* _Document passage_:
____________________

In a recent essay, Samuel J. Abrams reports that liberals outnumber conservatives on college campuses by wide margins. This is hardly news to most Americans. Still, it may be noteworthy that Mr. Abrams’ piece was published in the newspaper of liberal record, the New York Times. Even the liberal establishment now acknowledges that universities trend heavily left. The appalling level of ideological uniformity on our campuses is put in stark terms by the simple statistics Mr. Abrams reports. Sadly, he seems to gloss over the fact that the professorate has been overwhelmingly dominated by leftists for decades and is now in many places achieving full leftist uniformity. And what does this mean for students? Mr. Abrams does not tell us, but it is a topic well worth considering.
Mr. Abrams does provide some refreshing honesty. He notes, for example, that where he teaches (Sarah Lawrence College, $51,000 per year tuition, plus room and board) being a political moderate means “I might as well [be] Ted Cruz.” He then provides some interesting statistics, care of the Higher Education Research Institute. Most surprising, to those who have not been paying attention, is that the ratio of liberals to conservatives among faculty members at New England colleges in 2014 was 28 to 1. Yes, you read that right: 28 to 1. This means that, at a tony school like Sarah Lawrence, with 107 full-time faculty members, there would, on average, be about four conservative professors. Such a “high” number is extremely unlikely at a place like Sarah Lawrence, however, because the overall statistic includes faculty at “lesser” schools more likely than those in the smug upper tiers to feel constrained to hire the occasional conservative.

____________________

* _Excerpted records_:
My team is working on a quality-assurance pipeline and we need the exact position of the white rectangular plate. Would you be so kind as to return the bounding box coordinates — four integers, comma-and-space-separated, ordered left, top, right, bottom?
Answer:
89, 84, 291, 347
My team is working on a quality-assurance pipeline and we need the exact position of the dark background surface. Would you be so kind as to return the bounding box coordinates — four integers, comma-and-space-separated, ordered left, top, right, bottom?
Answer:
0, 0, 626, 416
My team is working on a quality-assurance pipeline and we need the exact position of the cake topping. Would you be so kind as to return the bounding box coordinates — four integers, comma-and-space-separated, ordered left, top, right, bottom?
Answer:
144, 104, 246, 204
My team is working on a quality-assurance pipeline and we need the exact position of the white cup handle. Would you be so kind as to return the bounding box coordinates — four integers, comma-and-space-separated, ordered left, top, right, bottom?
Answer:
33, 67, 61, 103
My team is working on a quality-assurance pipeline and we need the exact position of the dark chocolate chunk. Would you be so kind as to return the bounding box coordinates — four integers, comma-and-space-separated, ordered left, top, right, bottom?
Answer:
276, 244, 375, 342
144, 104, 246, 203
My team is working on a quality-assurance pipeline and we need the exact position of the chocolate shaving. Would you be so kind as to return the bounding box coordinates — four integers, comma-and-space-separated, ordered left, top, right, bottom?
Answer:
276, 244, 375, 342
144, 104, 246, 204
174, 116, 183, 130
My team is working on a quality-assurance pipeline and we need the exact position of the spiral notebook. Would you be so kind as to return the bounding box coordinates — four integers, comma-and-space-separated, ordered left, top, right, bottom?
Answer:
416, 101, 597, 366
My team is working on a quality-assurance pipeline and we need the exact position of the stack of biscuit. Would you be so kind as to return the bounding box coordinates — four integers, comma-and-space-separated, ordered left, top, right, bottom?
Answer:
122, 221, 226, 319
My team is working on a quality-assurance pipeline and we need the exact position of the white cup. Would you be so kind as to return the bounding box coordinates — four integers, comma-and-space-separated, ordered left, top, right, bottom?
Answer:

____________________

* _Stated exercise 1_: Recast the entries that run from the line containing "the dark chocolate" through the line containing "416, 101, 597, 366", both included, as a two-column CSV with the columns text and answer. Give one row for each entry, putting its text and its answer each in a single quoted field with line breaks turned into spaces.
* _Stated exercise 2_: Continue the essay on the ideological imbalance among college faculty, starting after its last sentence.

* _Task response 1_:
text,answer
"My team is working on a quality-assurance pipeline and we need the exact position of the dark chocolate chunk. Would you be so kind as to return the bounding box coordinates — four integers, comma-and-space-separated, ordered left, top, right, bottom? Answer:","276, 244, 375, 342 144, 104, 246, 203"
"My team is working on a quality-assurance pipeline and we need the exact position of the chocolate shaving. Would you be so kind as to return the bounding box coordinates — four integers, comma-and-space-separated, ordered left, top, right, bottom? Answer:","276, 244, 375, 342 144, 104, 246, 204 174, 116, 183, 130"
"My team is working on a quality-assurance pipeline and we need the exact position of the spiral notebook. Would you be so kind as to return the bounding box coordinates — four integers, comma-and-space-separated, ordered left, top, right, bottom? Answer:","416, 101, 597, 366"

* _Task response 2_:
From here, Mr. Abrams seeks to show that the national trend is not so radical as it appears. His statistics indicate, for example, that the liberal-conservative ratio in the far west is “only” 6 to 1, whereas in the Plains and Southeast it is a mere 3 to 1. Most surprising of all, Mr. Abrams found one region of the country—the Rocky Mountain West—in which the liberal-conservative ratio actually has decreased, to 3 to 2. Of course, when business and engineering programs there are factored out (a calculation Mr. Abrams does not make for other regions) even the Rocky Mountain schools have a 3 to 1 liberal-conservative ratio.
What do these numbers actually mean for students and their educations? To begin with, the numbers do not separate out the very few conservative colleges (e.g. Liberty and Regent Universities) where the bulk of faculty are conservative, meaning that the number of conservatives at most schools is even lower than it looks. So even in the Rocky Mountain West the leftist skewing is greater than it appears. But one should be able to imagine what having at most four conservative faculty members on a campus like Sarah Lawrence, with 1,600 students and more than 100 total full-time faculty members, would mean for the educational experience. Students easily could go through their entire college career without ever hearing from a professor whose politics are to the right of Hillary Clinton (or Bernie Sanders for that matter).
We also should keep in mind what these figures mean in regard to the political leanings of teachers in particular departments. As Mr. Abrams suggests, most conservatives are to be found in engineering and business schools, kept safely away from discussion of most political, social, and economic issues (business courses are more about finance, marketing, and management than public policy or economic theory). Many departments in social sciences and the humanities nationwide have zero conservatives. Yes, zero. I have been on many campuses where this is the case. And departments that do have a token “right-winger” or two (generally at the less prestigious schools) see those persons as exactly that—token representatives of a bizarre, fringe species not long for this world.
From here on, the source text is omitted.